== TEXT ==
○ ○ ○ ○ ○

München, den Datum: 27.11.2023

Am kbo-Isar-Amper-Klinikum setzen Kinder Kindern ein Denkmal

An die Kinder, die in der „Kinderfachabteilung“ der damaligen Heil- und Pflegeanstalt Haar-Eglfing in der Zeit des Nationalsozialismus ermordet wurden, erinnert ein neues Mahnmal. Dafür wurden drei Gabionen mit Steinen gefüllt, die Schülerinnen und Schülern künstlerisch gestaltet haben. Jeder Stein steht für ein ermordetes Kind. Das Denkmal befindet sich auf dem ehemaligen Krankenhausgelände Haar II.

Die Anstalt in Haar spielte eine führende Rolle bei der systematischen Vernichtung von Menschen, die aufgrund von Krankheiten oder Behinderungen von den Nazis als „nicht lebenswert" angesehen wurden. Sowohl in den betroffenen Familien als auch in der Bevölkerung sei zu lange zu den Schicksalen der Kinder geschwiegen worden, räumt Franz Podechtl, Geschäftsführer des kbo-Isar-Amper-Klinikums, ein. Doch nun sei der Zeitpunkt gekommen, für eine „ganz neue Schicht von Erinnerung und ganz neue Perspektiven".

In einem Drahtbehältnis sind viele bunt bemalte Steine zu sehen, auf denen ein Name sowie Geburts- und Todestage verzeichnet sind.
Ein Mahnmal aus drei Gabionen mit Steinen, die Schülerinnen und Schülern künstlerisch gestaltet haben. Jeder Stein steht für ein ermordetes Kind. (© kbo - Kliniken des Bezirks Oberbayern)

„Die Idee zu dem Projekt entwickelten die Schülerinnen und Schüler im Unterricht. Sie waren tief berührt und bewegt“, erzählt Nicole Wohnhas. Die Lehrerin, die das Projekt angestoßen hat, unterrichtet an der Haarer Fachoberschule (FOS) und führt durch die KZ-Gedenkstätte Dachau. Neben der FOS in Haar haben sich auch Schülerinnen und Schüler der Mittelschule Haar, des Ernst-Mach-Gymnasiums Haar, der Bayerischen Landesschule für Körperbehinderte in München sowie der Staatlichen Berufsschulen München-Land und Dachau am Projekt beteiligt.

○ ○ ○ ○ ○

Gespeicherte Daten:
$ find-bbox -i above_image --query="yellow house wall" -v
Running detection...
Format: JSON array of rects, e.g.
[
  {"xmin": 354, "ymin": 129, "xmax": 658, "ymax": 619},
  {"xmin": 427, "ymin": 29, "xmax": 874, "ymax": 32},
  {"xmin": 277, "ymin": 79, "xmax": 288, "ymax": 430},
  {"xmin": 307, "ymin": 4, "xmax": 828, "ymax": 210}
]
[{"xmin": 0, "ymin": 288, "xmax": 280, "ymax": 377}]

○ ○ ○ ○ ○

== ZU BEARBEITENDE AUFGABEN ==
- 1) Gib aus dem Text über das Mahnmal in Haar den Abschnitt wörtlich wieder, beginnend mit „In einem Drahtbehältnis“ und weiter bis einschließlich „des Bezirks Oberbayern)“.
- 2) Wofür steht laut dem Text über das Mahnmal in Haar jeder einzelne Stein?
- 3) Schreibe den Text über das Mahnmal in Haar im Anschluss an seinen letzten Satz weiter.

== ANTWORTEN ==
- 1)
In einem Drahtbehältnis sind viele bunt bemalte Steine zu sehen, auf denen ein Name sowie Geburts- und Todestage verzeichnet sind.
Ein Mahnmal aus drei Gabionen mit Steinen, die Schülerinnen und Schülern künstlerisch gestaltet haben. Jeder Stein steht für ein ermordetes Kind. (© kbo - Kliniken des Bezirks Oberbayern)

- 2) Jeder Stein steht für ein ermordetes Kind.

- 3)
Unterstützt wurden sie vielfältig: Der Gemeinderat Haar stimmte der Errichtung des Mahnmals einstimmig zu, das kbo-Isar-Amper-Klinikum und der Bezirk Oberbayern halfen bei der Recherche. Insgesamt wurden 337 Steine bearbeitet – für jedes ermordete Kind einer. Jeder Stein ist individuell bemalt, trägt den Namen und die Daten eines der ermordeten Buben oder Mädchen.

Opfern ihre Namen zurückgeben

337 Kinder, so der aktuelle Stand der Forschung, wurden in der sogenannten Kinderfachabteilung in Haar von und durch die Nazis ermordet. Ermordet, weil sie angeblich zu krank seien, weil sie nicht lebenswert seien, weil sie keinen Mehrwert für die „Volksgemeinschaft“ hätten. Bei ihrem Projekt „Gemeinsam erinnern“ war es Nicole Wohnhas wichtig, „dass die ermordeten Kinder nicht in Vergessenheit geraten, ihnen ihre Namen zurückgegeben und sie für alle sichtbar gemacht werden." Dafür brauche es Denkmäler, aber auch gesellschaftliche Aufklärung.

Erinnerungsarbeit ist befreiend

Bei der Präsentation des neuen Gedenk­ortes auf dem ehemaligen Krankenhausgelände Haar II kamen auch Angehörige zu Wort. So schilderte Claudia Clauß eindrucksvoll das kurze Leben ihres Großcousins Lorenz „Lenzi" Dietl, der 1945 als Siebenjähriger in der Haarer Anstalt starb. Sie erläuterte, dass sie es als „unheimlich befreiend“ empfinde, dass nun die Geschichte ihres Verwandten und der anderen ­Opfer aufgearbeitet werde.
kbo-Geschäftsführer Franz Podechtl bedankte sich nicht nur bei den Lehrerinnen und Lehrern, sondern auch bei den am Projekt beteiligten Schülerinnen und Schülern: „Ihre Idee, für jedes der getöteten Kinder einen Stein zu gestalten, ist ­bemerkenswert und zeitlos zugleich.”
(we)

Gedenkort Casinostraße 6

Der neue Gedenkort befindet sich in der Casinostraße 6 in Haar. Es ist das erste Mal, dass alle Namen der „Reichs­ausschusskinder", wie sie ­damals abfällig genannt wurden, ­gemeinsam am Ort des Geschehens sichtbar gemacht und ihre Geschichten öffentlich thematisiert werden.